■ **Work task**: Show every line below where "above" appears.

■ **Given information**:
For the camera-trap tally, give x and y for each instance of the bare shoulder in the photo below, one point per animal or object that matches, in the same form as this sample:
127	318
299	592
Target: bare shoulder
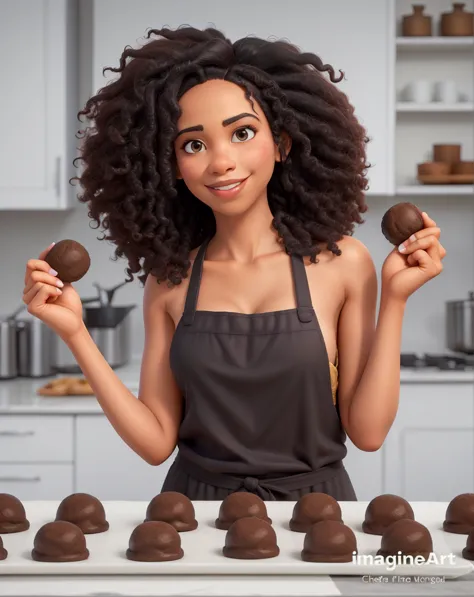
355	261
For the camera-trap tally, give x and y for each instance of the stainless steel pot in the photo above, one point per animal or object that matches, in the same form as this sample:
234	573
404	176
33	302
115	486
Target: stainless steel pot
8	350
460	325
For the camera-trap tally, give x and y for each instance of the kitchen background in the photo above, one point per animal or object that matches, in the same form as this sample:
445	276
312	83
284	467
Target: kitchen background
53	446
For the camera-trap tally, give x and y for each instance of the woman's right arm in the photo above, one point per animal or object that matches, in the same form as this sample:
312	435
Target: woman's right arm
150	424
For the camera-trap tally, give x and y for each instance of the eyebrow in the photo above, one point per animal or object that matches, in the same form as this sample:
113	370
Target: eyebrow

■ **Result for this exercise**:
For the camera-trap tally, give x and y for each instance of the stainless steel pot in the photo above, one point per animal or object that matches, in the same form as this sample:
For the camera-trap tally, give x and y for each instance of the kitchen background in the photo above, one point per animal or object that matches, in the same form as this sample:
For the camera-trap tally, give x and y for each instance of the woman's right arm in the photo above, one point per animal or object that matches, in the same form as this sample:
For the camera-trap tally, give x and y for each instance of the eyebrow in the photo above, one point per animal or object that matches, in the same form as this sample:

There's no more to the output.